Work instruction:
Write every record out again exactly as given.
======== Recorded information ========
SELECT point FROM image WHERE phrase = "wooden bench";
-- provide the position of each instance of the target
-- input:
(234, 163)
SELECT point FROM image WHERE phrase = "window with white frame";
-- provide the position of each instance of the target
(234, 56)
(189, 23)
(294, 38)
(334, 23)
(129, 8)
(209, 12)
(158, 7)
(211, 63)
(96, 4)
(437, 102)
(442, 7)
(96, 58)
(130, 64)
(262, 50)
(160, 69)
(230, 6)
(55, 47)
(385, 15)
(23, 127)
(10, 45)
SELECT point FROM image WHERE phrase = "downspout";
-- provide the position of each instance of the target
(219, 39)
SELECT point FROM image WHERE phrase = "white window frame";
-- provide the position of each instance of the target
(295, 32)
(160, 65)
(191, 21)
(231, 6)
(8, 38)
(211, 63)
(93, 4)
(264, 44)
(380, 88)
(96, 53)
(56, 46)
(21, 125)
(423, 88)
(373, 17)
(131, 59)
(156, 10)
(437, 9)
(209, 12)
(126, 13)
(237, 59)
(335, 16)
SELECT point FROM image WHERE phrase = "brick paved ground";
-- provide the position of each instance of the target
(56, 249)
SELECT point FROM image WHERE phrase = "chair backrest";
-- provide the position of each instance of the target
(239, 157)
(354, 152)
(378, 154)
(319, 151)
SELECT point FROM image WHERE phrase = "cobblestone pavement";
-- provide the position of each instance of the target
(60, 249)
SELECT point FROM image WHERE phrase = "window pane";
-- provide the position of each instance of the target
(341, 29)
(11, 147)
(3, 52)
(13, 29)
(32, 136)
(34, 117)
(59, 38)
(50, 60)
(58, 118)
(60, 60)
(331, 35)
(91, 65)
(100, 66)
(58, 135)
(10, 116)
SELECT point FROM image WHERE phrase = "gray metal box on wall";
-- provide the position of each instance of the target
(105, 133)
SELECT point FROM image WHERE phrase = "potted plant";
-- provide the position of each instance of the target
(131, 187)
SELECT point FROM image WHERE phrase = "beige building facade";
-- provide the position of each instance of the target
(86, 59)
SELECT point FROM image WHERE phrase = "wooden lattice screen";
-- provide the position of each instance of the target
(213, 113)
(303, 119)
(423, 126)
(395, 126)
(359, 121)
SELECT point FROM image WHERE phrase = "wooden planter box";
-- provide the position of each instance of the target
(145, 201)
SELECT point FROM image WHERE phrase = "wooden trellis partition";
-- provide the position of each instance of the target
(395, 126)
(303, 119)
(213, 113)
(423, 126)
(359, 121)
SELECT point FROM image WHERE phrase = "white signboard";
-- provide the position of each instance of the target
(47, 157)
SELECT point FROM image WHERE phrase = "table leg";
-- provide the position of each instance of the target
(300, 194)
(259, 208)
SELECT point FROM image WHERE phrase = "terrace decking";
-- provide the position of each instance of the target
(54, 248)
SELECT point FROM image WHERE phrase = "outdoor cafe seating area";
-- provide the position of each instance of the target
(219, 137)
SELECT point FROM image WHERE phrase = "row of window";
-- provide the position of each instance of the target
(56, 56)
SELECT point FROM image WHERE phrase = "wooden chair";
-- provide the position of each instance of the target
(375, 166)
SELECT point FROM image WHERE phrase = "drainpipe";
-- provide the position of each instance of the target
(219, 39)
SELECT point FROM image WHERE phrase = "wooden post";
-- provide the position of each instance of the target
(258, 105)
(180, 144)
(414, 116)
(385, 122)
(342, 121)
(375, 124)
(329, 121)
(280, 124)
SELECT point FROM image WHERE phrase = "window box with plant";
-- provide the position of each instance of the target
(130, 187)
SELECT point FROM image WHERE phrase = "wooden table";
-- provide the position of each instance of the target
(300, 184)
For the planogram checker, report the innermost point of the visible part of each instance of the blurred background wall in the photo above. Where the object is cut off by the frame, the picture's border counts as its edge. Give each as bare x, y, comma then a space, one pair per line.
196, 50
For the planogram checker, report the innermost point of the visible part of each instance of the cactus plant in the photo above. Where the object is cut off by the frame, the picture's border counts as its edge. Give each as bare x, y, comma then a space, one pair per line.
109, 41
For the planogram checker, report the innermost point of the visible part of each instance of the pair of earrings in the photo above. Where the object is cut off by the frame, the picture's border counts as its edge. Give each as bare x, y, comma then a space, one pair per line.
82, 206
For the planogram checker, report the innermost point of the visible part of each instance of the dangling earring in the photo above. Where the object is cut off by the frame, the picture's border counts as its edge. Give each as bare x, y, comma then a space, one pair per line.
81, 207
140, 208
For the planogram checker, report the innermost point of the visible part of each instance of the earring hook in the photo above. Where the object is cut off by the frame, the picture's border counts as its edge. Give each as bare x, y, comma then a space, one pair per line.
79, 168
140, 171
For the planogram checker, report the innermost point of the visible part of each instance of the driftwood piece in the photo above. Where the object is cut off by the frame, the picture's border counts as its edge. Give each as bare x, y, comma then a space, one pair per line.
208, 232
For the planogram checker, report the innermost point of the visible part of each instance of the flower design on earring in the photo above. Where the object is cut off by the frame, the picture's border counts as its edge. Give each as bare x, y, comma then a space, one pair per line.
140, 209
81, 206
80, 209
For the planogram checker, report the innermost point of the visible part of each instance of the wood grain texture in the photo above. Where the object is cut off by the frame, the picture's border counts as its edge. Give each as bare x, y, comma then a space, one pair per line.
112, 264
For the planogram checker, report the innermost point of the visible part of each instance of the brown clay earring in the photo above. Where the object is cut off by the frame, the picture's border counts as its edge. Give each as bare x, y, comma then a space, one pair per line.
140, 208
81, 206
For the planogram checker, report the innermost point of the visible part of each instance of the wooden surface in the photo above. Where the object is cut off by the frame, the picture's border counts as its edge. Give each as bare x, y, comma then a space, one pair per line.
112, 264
========
Task output:
SELECT point FROM image WHERE phrase = "wooden bench";
-- provide the position of each instance of the target
-- input:
(234, 163)
SELECT point FROM image WHERE phrase = "window with white frame";
-- provide the position of each instance of the target
(234, 56)
(189, 23)
(294, 38)
(334, 23)
(129, 8)
(209, 12)
(158, 7)
(211, 63)
(96, 4)
(437, 102)
(442, 7)
(96, 58)
(130, 64)
(262, 50)
(160, 69)
(230, 6)
(55, 47)
(385, 15)
(23, 127)
(10, 45)
SELECT point FROM image WHERE phrase = "downspout";
-- provide the position of each instance of the target
(219, 39)
SELECT point FROM image WHERE phrase = "white window frame";
-- provide the position of each instance of the target
(295, 32)
(160, 65)
(191, 21)
(231, 6)
(8, 38)
(211, 63)
(93, 4)
(264, 44)
(380, 88)
(96, 53)
(56, 46)
(21, 125)
(423, 88)
(373, 17)
(131, 59)
(156, 10)
(437, 9)
(209, 12)
(126, 13)
(237, 59)
(335, 16)
SELECT point FROM image WHERE phrase = "brick paved ground";
-- provide the position of each instance of the target
(56, 249)
SELECT point FROM image WHERE phrase = "chair backrest";
-- provide the position of each instance of the target
(239, 157)
(354, 152)
(378, 154)
(319, 151)
SELECT point FROM image WHERE phrase = "cobblestone pavement";
-- provide the position of each instance of the target
(60, 249)
SELECT point FROM image WHERE phrase = "window pane";
-- provide the position of each instance of the target
(341, 29)
(11, 147)
(3, 52)
(13, 29)
(32, 136)
(34, 117)
(59, 38)
(50, 60)
(58, 118)
(60, 60)
(331, 35)
(91, 65)
(100, 66)
(58, 135)
(10, 116)
SELECT point FROM image WHERE phrase = "gray metal box on wall";
-- provide the position of each instance of the target
(105, 133)
SELECT point FROM image WHERE phrase = "potted plant";
-- provide the position of each instance of the target
(131, 187)
SELECT point FROM image WHERE phrase = "beige building facade";
-- provide the position of each instance of the target
(86, 59)
SELECT point FROM image WHERE phrase = "wooden lattice screen";
-- provide the position of each instance of the target
(213, 113)
(303, 119)
(423, 126)
(395, 126)
(359, 121)
SELECT point FROM image WHERE phrase = "wooden planter box";
-- provide the position of each instance of the target
(145, 201)
SELECT point FROM image WHERE phrase = "wooden trellis partition";
-- provide the position of each instance of the target
(395, 126)
(303, 119)
(213, 113)
(423, 126)
(359, 121)
SELECT point FROM image WHERE phrase = "white signboard";
-- provide the position of each instance of the target
(47, 157)
SELECT point FROM image WHERE phrase = "table leg";
-- provide the position of each instance of the target
(300, 194)
(259, 208)
SELECT point FROM image WHERE phrase = "terrace decking";
-- provide the position of each instance of the target
(54, 248)
SELECT point FROM image WHERE phrase = "outdoor cafe seating area";
-- provide the position of each instance of the target
(219, 137)
SELECT point FROM image WHERE phrase = "row of window";
-- provide the position of each instance of the target
(56, 56)
SELECT point FROM image WHERE phrase = "wooden chair";
-- provide the position of each instance of the target
(375, 166)
SELECT point FROM image WHERE phrase = "drainpipe";
-- provide the position of each instance of the target
(219, 39)
SELECT point FROM image WHERE phrase = "wooden post";
-- provide the position of each instance of the target
(258, 105)
(180, 144)
(414, 116)
(385, 122)
(342, 121)
(375, 124)
(329, 121)
(280, 124)
SELECT point FROM image WHERE phrase = "window box with plant";
-- provide the position of each instance of the target
(130, 187)
SELECT point FROM image WHERE phrase = "wooden table";
-- provide the position of each instance of the target
(300, 184)
For the planogram checker, report the innermost point of the visible part of each instance of the blurred background wall in the photo above. Where the object is cut off by the frame, the picture's border counts as its edge. Give each as bare x, y, comma then a space, one pair per line.
196, 50
For the planogram checker, report the innermost point of the visible part of each instance of the cactus plant in the photo above. Where the object is cut off by the frame, the picture's border counts as its edge. Give each as bare x, y, comma then a space, one pair per line.
109, 41
For the planogram checker, report the innermost point of the visible part of each instance of the pair of earrings in the photo above. Where the object is cut off by the frame, the picture's border counts as its edge. Give each as bare x, y, comma then a space, one pair per line.
82, 206
For the planogram checker, report the innermost point of the visible part of each instance of the dangling earring in the photo above. Where the object is cut off by the frame, the picture's border counts as its edge. Give each as bare x, y, comma then a space, one pair per line.
81, 207
140, 208
For the planogram checker, report the innermost point of the visible part of each instance of the earring hook in the photo above. Where the object is cut off by the frame, the picture's border counts as its edge. Give each as bare x, y, comma then a space, one pair per line.
79, 168
140, 171
For the planogram checker, report the innermost point of the visible part of each instance of the driftwood piece in the photo above. Where the object is cut off by the frame, the picture's border counts as its edge. Give each as bare x, y, comma then a space, one pair per line.
208, 232
For the planogram checker, report the innermost point of the visible part of each instance of the flower design on earring in the photo above. Where the object is cut off by the frame, the picture's border counts as its edge. Give each as bare x, y, comma then a space, one pair per line.
140, 209
81, 206
80, 209
For the planogram checker, report the innermost point of the visible part of each instance of the wood grain texture in the photo above. Where the object is cut off by the frame, the picture's border counts as its edge. Give each as bare x, y, comma then a space, one pair per line.
112, 264
For the planogram checker, report the innermost point of the visible part of each instance of the brown clay earring in the photo above. Where the object is cut off by the frame, the picture's border counts as its edge. Give each as bare x, y, comma then a space, one pair per line.
140, 208
81, 206
For the planogram checker, report the innermost point of the visible part of each instance of the wooden surface in the photo above. Where the object is cut off by the frame, the picture's border counts as its edge. Give each as bare x, y, comma then a space, one pair per line.
112, 264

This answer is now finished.